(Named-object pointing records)

## BEGIN

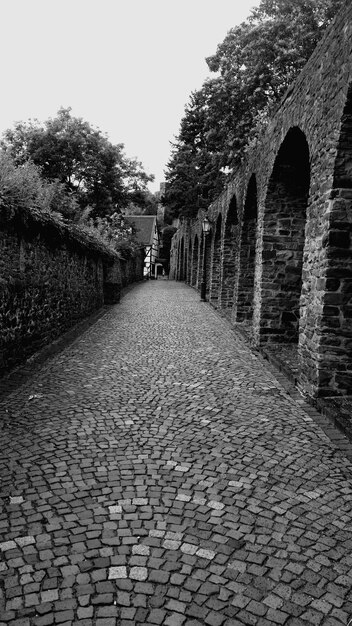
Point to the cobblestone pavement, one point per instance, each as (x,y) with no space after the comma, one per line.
(156,472)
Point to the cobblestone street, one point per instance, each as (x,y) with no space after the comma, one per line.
(155,472)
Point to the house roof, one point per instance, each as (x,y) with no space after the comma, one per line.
(145,227)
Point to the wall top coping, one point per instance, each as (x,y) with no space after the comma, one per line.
(53,228)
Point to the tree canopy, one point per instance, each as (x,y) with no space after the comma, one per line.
(253,67)
(69,151)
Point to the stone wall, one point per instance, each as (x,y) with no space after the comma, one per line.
(283,261)
(51,276)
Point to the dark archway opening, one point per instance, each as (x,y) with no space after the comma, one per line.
(283,240)
(245,291)
(215,264)
(189,263)
(181,275)
(229,266)
(195,258)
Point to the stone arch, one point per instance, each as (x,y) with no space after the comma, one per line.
(181,273)
(189,263)
(245,289)
(229,266)
(195,262)
(215,263)
(205,263)
(283,240)
(335,362)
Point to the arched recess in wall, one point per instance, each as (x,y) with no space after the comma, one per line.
(195,259)
(336,355)
(283,240)
(245,290)
(215,263)
(229,266)
(181,275)
(189,263)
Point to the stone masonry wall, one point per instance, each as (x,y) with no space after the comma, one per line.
(49,280)
(285,268)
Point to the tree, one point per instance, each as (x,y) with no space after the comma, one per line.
(69,150)
(255,64)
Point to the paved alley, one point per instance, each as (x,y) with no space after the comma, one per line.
(156,472)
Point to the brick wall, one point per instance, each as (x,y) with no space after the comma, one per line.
(284,262)
(50,278)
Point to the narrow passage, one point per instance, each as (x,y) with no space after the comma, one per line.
(156,472)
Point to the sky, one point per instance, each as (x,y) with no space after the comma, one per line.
(127,67)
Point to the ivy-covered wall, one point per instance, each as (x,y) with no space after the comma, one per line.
(51,276)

## END

◆ Exercise ◆
Rewrite the records from the line with "Point to the narrow" up to and including the last line, keeping each request line unchanged. Multiply every x and y coordinate in the answers by 2.6 and round to whole numbers, with halves rounded up.

◆ Result for this task ◆
Point to the narrow passage, one point per instance, each as (x,y) with no space after the comma, one per line.
(406,1227)
Point to the sky, one point per instance, each as (x,y) with no space after the comma, one per line.
(330,174)
Point to the ivy-covered wall, one point per instance, each as (x,y) with no space after the comma, one per line.
(133,718)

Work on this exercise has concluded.